• **Условие задания**:
Перепишите дословно отрывок из текста о крушении катера «Маркиза»: начните с места, где стоят слова «[Закрыть]. Гибель сотен», и остановитесь после слов «удалении кистей рук.».

=== Текст для чтения ===

В 1989 году в Темзе затонул прогулочный катер «Маркиза», маленькое суденышко, которое в 1940 году участвовало в эвакуации солдат из Дюнкерка. Посреди ночи он столкнулся с огромной драгой «Боубелл» и через полминуты затонул, потянув за собой на дно 51 человека, большинству из которых не было и 30 лет. Это событие привело к официальному изменению процедуры работы с телами погибших, потому что обращение с ними само по себе оказалось катастрофой. Как утверждает Ричард Шеперд, в то время служивший главным судмедэкспертом Лондона и юго-восточной Англии, это одна из тех трагедий – наряду с крушениями поездов, массовыми расстрелами, пожаром от горящей спички, брошенной под эскалатор на станции Кингс-Кросс (каждую неделю я прохожу мимо таблички в память о жертвах), – которые произвели революцию[38]38
Shepherd R. How to Identify a Body: The Marchioness Disaster and My Life in Forensic Pathology // Guardian. 2019. 18 апреля. URL: theguardian.com/science/2019/apr/18/how-to-identify-a-body-the-marchioness-disaster-and-my-life-in-forensic-pathology.
[Закрыть]. Гибель сотен людей высвечивает серьезные недочеты системы, и приходится пересматривать отношение государства и корпораций к подготовке, риску, ответственности, вопросам здоровья и безопасности.
Мо тогда был молодым констеблем на другом участке и не занимался расследованием по делу «Маркизы», однако у него на полке есть подшивка материалов «Публичное расследование по вопросу опознания жертв крупных транспортных происшествий: отчет лорда-судьи Кларка». Он вышел через 11 лет после того кораблекрушения и позволяет понять, почему «круги по воде» расходились еще не одно десятилетие. Суть – в удалении кистей рук.

=== Выдержки из данных ===

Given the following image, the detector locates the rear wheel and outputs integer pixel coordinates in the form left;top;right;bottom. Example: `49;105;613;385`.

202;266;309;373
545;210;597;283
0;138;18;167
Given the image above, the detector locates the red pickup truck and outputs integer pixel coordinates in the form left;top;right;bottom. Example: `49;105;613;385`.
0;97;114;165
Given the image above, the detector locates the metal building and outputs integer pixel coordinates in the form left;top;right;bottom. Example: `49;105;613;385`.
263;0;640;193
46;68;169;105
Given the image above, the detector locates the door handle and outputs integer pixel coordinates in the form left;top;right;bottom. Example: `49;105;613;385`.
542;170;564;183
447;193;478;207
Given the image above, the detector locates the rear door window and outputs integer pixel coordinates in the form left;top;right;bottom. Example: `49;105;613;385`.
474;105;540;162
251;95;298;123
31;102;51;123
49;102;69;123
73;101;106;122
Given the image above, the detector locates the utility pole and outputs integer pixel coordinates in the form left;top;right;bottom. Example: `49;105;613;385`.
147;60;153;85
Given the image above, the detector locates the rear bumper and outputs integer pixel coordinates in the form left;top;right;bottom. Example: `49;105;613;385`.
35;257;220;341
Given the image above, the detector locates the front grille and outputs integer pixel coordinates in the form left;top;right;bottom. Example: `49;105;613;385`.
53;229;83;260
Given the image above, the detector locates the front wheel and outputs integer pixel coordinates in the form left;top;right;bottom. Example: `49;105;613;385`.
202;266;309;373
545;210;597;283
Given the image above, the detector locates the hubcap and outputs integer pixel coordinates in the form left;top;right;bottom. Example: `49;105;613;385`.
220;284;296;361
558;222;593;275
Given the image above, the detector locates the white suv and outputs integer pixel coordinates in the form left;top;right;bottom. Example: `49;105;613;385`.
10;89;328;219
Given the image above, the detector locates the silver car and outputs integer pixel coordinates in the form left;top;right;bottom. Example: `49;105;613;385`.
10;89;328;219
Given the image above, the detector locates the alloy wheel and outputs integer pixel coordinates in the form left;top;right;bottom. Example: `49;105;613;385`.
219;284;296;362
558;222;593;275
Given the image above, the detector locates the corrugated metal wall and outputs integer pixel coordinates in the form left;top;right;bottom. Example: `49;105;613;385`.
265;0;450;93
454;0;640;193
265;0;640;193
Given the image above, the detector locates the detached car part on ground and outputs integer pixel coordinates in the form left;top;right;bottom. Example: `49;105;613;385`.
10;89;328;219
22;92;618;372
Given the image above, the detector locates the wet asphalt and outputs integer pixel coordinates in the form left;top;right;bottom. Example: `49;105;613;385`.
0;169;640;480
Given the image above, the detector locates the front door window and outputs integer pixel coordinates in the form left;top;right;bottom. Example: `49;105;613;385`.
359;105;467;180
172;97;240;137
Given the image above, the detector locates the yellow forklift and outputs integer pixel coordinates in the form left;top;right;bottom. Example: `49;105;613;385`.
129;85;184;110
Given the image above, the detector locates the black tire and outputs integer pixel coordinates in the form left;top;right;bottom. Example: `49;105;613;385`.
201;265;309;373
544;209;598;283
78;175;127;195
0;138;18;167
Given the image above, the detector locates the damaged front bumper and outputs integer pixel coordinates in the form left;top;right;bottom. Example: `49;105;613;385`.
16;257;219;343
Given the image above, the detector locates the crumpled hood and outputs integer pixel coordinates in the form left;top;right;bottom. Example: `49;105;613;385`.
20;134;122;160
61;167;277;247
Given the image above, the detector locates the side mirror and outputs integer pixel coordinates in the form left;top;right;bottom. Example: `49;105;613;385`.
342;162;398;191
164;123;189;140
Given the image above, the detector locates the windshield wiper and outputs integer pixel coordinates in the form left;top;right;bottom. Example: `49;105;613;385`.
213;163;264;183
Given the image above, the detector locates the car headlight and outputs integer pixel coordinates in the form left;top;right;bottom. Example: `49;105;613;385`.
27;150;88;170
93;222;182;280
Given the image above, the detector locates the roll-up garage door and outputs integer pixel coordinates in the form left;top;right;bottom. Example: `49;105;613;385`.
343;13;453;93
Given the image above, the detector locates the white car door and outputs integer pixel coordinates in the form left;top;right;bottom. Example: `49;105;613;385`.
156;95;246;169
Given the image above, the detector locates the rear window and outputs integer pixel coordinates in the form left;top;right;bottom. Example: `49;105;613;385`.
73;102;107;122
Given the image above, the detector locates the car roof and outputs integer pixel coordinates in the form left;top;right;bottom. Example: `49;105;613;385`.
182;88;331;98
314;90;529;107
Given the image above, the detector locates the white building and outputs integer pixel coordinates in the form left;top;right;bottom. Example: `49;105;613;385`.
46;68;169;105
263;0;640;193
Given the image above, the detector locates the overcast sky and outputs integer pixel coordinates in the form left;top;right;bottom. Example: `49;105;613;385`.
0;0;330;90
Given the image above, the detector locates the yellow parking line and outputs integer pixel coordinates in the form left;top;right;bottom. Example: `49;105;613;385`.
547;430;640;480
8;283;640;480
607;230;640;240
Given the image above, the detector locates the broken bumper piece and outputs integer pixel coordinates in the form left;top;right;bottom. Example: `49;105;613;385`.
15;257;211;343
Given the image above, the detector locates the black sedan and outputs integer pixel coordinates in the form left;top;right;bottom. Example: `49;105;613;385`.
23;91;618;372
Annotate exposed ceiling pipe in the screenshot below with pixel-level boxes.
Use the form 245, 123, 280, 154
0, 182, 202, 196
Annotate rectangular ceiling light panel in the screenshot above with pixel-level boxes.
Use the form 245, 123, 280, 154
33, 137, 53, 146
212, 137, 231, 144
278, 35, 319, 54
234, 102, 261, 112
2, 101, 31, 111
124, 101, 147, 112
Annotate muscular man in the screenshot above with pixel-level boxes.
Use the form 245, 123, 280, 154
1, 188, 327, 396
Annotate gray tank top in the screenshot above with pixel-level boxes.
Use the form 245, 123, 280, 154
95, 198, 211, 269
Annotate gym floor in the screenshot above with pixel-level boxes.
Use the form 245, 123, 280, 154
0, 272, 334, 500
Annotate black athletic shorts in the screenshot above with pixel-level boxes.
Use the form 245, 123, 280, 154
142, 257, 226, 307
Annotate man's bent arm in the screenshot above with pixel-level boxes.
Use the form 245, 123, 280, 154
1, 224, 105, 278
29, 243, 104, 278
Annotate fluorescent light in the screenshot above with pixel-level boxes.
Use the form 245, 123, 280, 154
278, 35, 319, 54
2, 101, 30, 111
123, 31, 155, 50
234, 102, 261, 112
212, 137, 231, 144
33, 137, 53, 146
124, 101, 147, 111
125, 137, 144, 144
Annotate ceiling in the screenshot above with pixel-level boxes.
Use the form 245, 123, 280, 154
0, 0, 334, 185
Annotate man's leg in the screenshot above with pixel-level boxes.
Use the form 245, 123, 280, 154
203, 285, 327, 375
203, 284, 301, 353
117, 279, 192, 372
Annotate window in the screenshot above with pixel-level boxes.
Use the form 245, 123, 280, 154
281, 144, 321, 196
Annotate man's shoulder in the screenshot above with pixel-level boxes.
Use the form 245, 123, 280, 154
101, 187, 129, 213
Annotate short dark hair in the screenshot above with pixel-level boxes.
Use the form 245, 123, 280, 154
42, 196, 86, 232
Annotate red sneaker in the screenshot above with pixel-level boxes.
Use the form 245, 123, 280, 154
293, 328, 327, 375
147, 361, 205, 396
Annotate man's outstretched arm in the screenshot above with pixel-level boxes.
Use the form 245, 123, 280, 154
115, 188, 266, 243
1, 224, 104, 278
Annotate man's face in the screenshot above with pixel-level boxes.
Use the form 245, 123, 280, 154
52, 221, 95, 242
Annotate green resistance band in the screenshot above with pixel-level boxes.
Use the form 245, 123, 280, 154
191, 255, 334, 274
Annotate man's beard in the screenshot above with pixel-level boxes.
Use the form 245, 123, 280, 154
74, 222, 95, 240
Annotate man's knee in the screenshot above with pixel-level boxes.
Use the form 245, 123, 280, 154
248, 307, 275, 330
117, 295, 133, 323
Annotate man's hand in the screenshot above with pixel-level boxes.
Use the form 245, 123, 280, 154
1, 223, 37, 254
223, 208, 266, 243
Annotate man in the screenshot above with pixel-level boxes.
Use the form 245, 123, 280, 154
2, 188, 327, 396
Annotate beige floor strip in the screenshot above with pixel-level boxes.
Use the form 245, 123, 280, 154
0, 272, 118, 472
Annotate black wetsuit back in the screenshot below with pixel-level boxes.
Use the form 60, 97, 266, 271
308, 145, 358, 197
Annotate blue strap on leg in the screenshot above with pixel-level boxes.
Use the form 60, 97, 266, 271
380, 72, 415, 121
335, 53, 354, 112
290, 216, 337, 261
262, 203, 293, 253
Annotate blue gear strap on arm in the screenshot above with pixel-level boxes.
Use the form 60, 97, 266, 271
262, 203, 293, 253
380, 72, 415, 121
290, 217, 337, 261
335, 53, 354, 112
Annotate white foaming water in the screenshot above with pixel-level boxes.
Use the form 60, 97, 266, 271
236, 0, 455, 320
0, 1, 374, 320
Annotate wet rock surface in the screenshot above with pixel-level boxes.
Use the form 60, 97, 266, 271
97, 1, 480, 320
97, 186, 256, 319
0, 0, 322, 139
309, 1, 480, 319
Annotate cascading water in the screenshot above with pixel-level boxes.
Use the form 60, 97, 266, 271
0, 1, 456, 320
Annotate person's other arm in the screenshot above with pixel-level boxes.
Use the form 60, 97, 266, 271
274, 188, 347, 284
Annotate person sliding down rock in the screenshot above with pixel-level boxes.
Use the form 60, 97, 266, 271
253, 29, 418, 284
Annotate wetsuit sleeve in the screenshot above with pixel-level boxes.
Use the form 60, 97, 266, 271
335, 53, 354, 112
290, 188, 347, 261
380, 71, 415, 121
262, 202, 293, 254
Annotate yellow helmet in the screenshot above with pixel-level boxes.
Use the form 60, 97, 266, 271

===

• **Ответ к заданию**:
[Закрыть]. Гибель сотен людей высвечивает серьезные недочеты системы, и приходится пересматривать отношение государства и корпораций к подготовке, риску, ответственности, вопросам здоровья и безопасности.
Мо тогда был молодым констеблем на другом участке и не занимался расследованием по делу «Маркизы», однако у него на полке есть подшивка материалов «Публичное расследование по вопросу опознания жертв крупных транспортных происшествий: отчет лорда-судьи Кларка». Он вышел через 11 лет после того кораблекрушения и позволяет понять, почему «круги по воде» расходились еще не одно десятилетие. Суть – в удалении кистей рук.